**TEXT**.
= = = = = = =

EOS Tokens and generate() Stopping Criteria¶
How HuggingFace's model.generate() decides when a sequence is finished,
and how the multiple files that carry "end of sequence" information
relate to each other. This isn't pulled together cleanly anywhere in the
HF docs, but the resolution is mechanical and worth understanding once.
For tool-driven provisioning of correct EOS configuration, see Finalize Model and Model Conversion.
How generate() decides to stop¶
After every sampled token, generate() runs a StoppingCriteriaList. The
list is assembled by GenerationMixin._get_stopping_criteria based on the
effective GenerationConfig for that call, plus any user-supplied
criteria. As of Transformers 4.x:
| Criterion | Active when | What it checks |
|---|---|---|
MaxLengthCriteria |
generation_config.max_length is set (almost always) |
input_ids.shape[1] >= max_length |
MaxTimeCriteria |
generation_config.max_time is set |
wall-clock |
StopStringCriteria |
stop_strings set on the gen config or kwarg (requires tokenizer=) |
substring match in decoded output so far |
EosTokenCriteria |
generation_config.eos_token_id is not None |
the criterion this guide is about |
ConfidenceCriteria |
speculative-decoding assistant runs only | assistant-confidence threshold |
| User-supplied | passed via stopping_criteria= |
anything you implement |
Each criterion returns a per-sequence boolean tensor; a sequence is
finished as soon as any criterion returns True for it. In batched
generation, individual sequences finish independently and stay frozen
once finished.
What EosTokenCriteria actually does¶
The implementation is short:
class EosTokenCriteria(StoppingCriteria):
def __init__(self, eos_token_id):
if not isinstance(eos_token_id, torch.Tensor):
if isinstance(eos_token_id, int):
eos_token_id = [eos_token_id]
eos_token_id = torch.tensor(eos_token_id)

= = = = = = =

**LISTING**.
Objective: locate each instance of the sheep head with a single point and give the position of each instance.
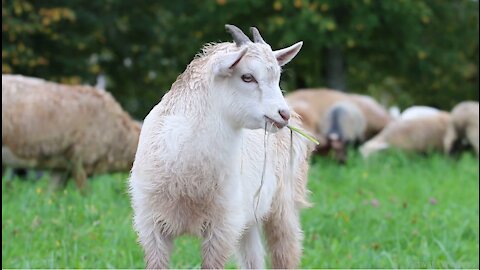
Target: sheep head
(249, 75)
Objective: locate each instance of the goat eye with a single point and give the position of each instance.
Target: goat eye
(248, 78)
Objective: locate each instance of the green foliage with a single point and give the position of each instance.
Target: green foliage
(402, 52)
(393, 211)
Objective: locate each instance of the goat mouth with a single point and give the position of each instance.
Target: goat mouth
(276, 123)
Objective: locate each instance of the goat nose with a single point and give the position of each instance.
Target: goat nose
(285, 114)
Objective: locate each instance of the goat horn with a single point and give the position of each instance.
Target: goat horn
(257, 38)
(238, 36)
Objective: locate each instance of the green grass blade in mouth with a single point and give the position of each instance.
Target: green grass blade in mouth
(304, 134)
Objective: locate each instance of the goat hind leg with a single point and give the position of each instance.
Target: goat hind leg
(250, 252)
(284, 238)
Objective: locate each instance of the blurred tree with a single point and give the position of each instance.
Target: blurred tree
(402, 52)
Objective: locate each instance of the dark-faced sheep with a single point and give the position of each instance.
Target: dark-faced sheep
(76, 129)
(463, 126)
(342, 125)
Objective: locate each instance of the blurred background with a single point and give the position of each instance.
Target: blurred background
(401, 52)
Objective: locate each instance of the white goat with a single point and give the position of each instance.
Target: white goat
(199, 167)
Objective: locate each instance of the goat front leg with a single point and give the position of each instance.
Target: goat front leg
(157, 245)
(250, 251)
(218, 244)
(284, 237)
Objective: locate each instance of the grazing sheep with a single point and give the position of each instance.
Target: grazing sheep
(312, 104)
(376, 115)
(420, 134)
(76, 129)
(463, 126)
(200, 166)
(418, 111)
(342, 124)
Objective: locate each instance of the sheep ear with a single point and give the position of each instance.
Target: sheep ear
(227, 63)
(287, 54)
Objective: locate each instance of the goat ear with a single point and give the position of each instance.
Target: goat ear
(226, 63)
(285, 55)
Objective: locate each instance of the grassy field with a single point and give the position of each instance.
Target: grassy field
(393, 211)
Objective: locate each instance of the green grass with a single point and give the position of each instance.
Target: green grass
(393, 211)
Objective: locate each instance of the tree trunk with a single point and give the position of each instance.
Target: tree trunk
(336, 77)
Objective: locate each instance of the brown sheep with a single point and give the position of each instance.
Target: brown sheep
(421, 134)
(77, 129)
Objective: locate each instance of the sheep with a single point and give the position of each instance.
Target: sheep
(312, 104)
(342, 124)
(418, 111)
(376, 115)
(200, 167)
(75, 129)
(420, 134)
(463, 125)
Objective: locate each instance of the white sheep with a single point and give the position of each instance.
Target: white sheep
(76, 129)
(312, 104)
(463, 126)
(343, 124)
(421, 134)
(199, 167)
(418, 111)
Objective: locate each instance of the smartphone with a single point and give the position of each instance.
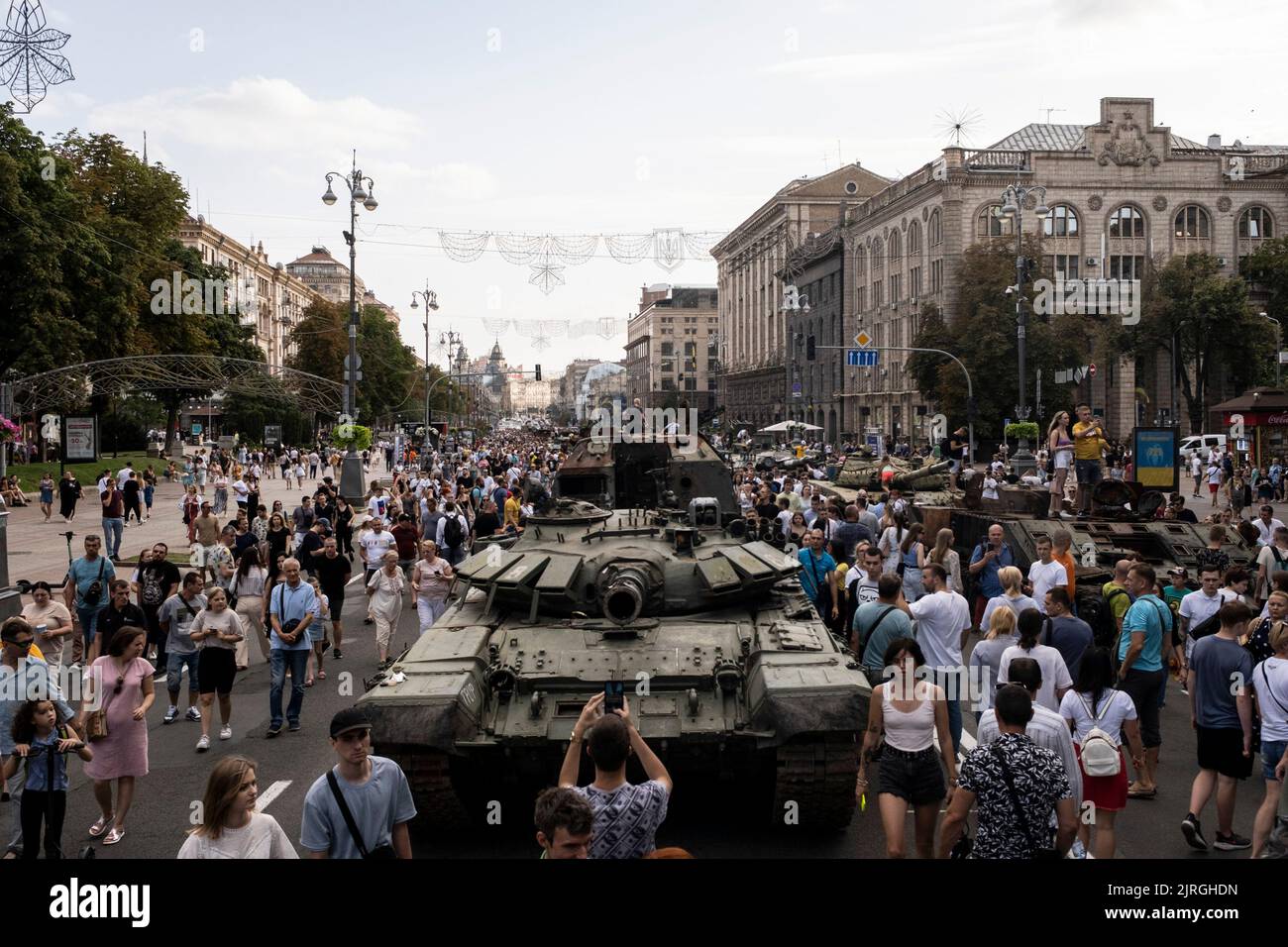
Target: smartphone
(614, 696)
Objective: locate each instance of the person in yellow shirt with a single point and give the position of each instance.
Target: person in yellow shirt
(1089, 446)
(513, 508)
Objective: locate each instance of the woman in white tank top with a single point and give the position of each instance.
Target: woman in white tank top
(910, 711)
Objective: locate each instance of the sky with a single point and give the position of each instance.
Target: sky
(606, 118)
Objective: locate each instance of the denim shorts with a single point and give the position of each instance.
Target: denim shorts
(1271, 751)
(174, 671)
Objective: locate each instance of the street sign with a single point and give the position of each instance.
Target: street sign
(863, 359)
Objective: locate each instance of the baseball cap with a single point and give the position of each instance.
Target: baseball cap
(349, 719)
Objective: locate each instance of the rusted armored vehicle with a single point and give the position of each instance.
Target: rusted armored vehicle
(729, 674)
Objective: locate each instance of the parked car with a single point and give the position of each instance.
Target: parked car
(1203, 444)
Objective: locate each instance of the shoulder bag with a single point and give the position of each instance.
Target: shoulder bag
(380, 851)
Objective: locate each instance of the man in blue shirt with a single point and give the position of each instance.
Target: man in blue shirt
(22, 678)
(818, 577)
(984, 562)
(81, 575)
(1140, 673)
(292, 604)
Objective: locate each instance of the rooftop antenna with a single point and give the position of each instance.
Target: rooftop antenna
(958, 125)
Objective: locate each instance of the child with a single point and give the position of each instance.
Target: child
(43, 738)
(317, 634)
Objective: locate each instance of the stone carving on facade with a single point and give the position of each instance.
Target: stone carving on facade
(1127, 146)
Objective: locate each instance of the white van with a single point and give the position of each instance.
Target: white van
(1203, 444)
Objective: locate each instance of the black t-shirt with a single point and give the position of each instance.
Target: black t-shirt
(485, 525)
(155, 581)
(333, 574)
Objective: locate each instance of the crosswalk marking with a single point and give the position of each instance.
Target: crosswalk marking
(270, 793)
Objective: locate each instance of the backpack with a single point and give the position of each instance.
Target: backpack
(1100, 755)
(452, 532)
(1104, 628)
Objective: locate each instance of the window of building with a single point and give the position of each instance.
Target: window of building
(1192, 223)
(1061, 222)
(1256, 223)
(1126, 266)
(990, 223)
(1063, 265)
(1126, 222)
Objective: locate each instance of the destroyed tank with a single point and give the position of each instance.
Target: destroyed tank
(729, 676)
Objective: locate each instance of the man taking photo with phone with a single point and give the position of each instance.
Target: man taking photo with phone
(626, 815)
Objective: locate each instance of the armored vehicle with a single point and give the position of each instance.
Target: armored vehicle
(729, 674)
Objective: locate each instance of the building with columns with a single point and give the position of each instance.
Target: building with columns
(1124, 192)
(269, 298)
(752, 326)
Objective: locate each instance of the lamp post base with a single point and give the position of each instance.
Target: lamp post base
(352, 478)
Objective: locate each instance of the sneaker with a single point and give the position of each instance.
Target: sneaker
(1193, 832)
(1232, 843)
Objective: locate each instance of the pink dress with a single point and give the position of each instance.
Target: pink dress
(124, 751)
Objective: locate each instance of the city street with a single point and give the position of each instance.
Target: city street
(704, 822)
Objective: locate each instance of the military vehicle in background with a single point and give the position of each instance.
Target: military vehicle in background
(730, 677)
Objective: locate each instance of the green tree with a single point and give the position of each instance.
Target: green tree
(1216, 331)
(983, 335)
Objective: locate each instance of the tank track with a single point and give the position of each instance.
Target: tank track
(816, 775)
(429, 774)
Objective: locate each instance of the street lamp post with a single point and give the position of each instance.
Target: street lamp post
(351, 474)
(1013, 206)
(430, 304)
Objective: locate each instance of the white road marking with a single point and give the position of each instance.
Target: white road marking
(270, 793)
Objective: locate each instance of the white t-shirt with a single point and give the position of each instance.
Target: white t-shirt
(261, 838)
(1046, 577)
(1113, 709)
(375, 545)
(1270, 682)
(1055, 674)
(940, 620)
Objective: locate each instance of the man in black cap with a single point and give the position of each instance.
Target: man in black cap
(361, 806)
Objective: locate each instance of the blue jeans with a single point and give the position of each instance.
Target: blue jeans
(278, 661)
(112, 530)
(949, 680)
(174, 672)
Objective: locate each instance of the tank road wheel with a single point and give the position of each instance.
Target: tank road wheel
(818, 776)
(430, 776)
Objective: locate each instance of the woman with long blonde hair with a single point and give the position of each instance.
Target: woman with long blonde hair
(230, 827)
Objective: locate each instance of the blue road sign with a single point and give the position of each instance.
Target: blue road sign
(863, 359)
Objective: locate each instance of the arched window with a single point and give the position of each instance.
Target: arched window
(1192, 223)
(935, 228)
(1061, 222)
(1126, 222)
(991, 223)
(1256, 223)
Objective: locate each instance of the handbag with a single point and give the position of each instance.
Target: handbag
(385, 851)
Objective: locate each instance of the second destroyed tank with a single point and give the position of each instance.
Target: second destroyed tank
(730, 677)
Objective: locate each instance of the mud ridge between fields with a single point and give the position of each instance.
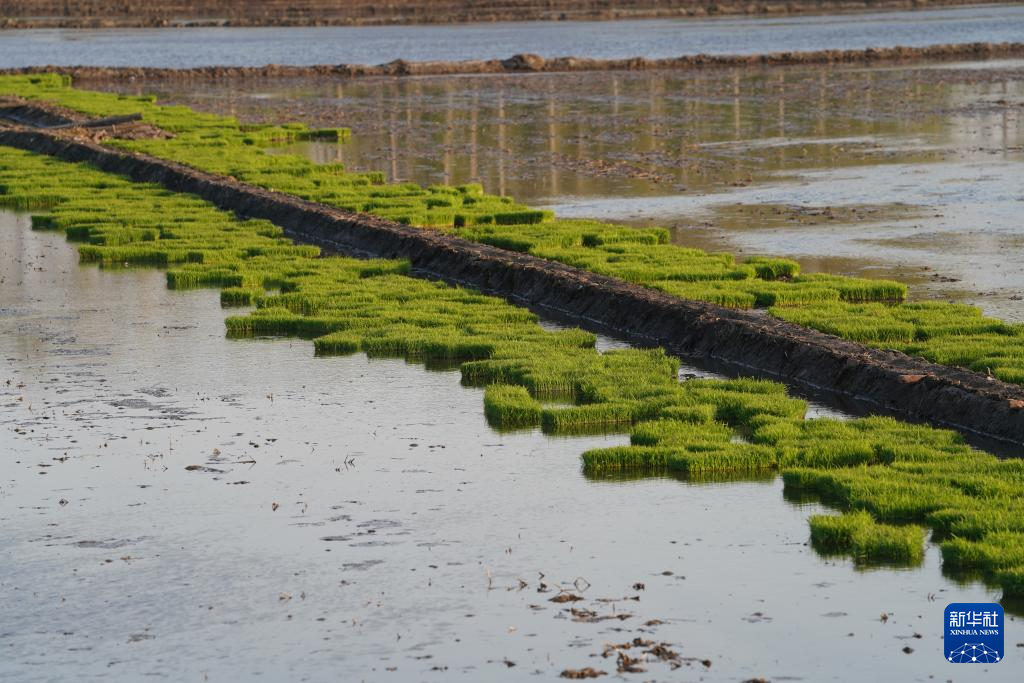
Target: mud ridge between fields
(172, 13)
(749, 340)
(534, 63)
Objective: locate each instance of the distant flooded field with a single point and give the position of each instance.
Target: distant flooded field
(905, 172)
(648, 38)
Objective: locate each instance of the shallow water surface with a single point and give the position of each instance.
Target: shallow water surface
(906, 172)
(650, 38)
(180, 506)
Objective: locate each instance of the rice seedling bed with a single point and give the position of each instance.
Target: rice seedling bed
(898, 474)
(853, 308)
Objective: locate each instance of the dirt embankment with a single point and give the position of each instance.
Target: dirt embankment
(527, 63)
(745, 340)
(119, 13)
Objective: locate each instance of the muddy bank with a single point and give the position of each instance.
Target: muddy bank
(534, 63)
(108, 13)
(747, 340)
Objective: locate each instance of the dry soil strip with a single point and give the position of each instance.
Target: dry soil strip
(534, 63)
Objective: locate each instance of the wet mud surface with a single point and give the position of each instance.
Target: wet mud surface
(568, 45)
(904, 172)
(179, 506)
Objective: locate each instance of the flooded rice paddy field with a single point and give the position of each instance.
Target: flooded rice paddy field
(177, 505)
(908, 172)
(650, 38)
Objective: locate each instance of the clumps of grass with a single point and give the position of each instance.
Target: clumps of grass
(510, 407)
(845, 306)
(873, 468)
(947, 334)
(859, 535)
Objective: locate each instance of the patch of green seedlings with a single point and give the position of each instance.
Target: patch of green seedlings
(859, 535)
(896, 473)
(849, 307)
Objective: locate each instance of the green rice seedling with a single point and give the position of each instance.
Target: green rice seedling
(1012, 581)
(509, 407)
(338, 343)
(773, 268)
(673, 432)
(999, 550)
(734, 458)
(619, 459)
(238, 296)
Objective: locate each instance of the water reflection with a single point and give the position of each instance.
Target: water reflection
(825, 164)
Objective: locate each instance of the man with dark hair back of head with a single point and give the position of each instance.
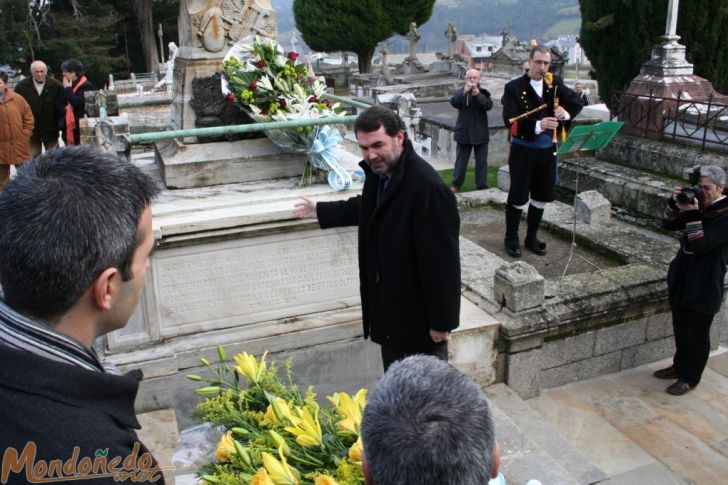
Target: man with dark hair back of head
(75, 240)
(427, 423)
(409, 257)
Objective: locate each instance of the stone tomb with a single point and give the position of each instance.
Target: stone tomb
(232, 267)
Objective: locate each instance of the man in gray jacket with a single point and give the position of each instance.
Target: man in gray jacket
(41, 93)
(471, 130)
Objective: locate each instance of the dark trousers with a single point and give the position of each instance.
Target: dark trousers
(692, 343)
(533, 174)
(391, 355)
(462, 157)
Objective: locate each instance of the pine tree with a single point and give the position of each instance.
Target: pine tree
(356, 25)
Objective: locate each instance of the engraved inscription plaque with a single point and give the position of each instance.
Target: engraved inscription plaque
(230, 283)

= = = = = = =

**DIRECTIONS**. Rewrite the passage of the EOS token text from "What EosTokenCriteria actually" to "eos_token_id = torch.tensor(eos_token_id)", putting "stop_token_ids" wherever "eos_token_id" appears.

**ANSWER FOR THIS EXERCISE**.
What EosTokenCriteria actually does¶
The implementation is short:
class EosTokenCriteria(StoppingCriteria):
def __init__(self, stop_token_ids):
if not isinstance(stop_token_ids, torch.Tensor):
if isinstance(stop_token_ids, int):
stop_token_ids = [stop_token_ids]
stop_token_ids = torch.tensor(stop_token_ids)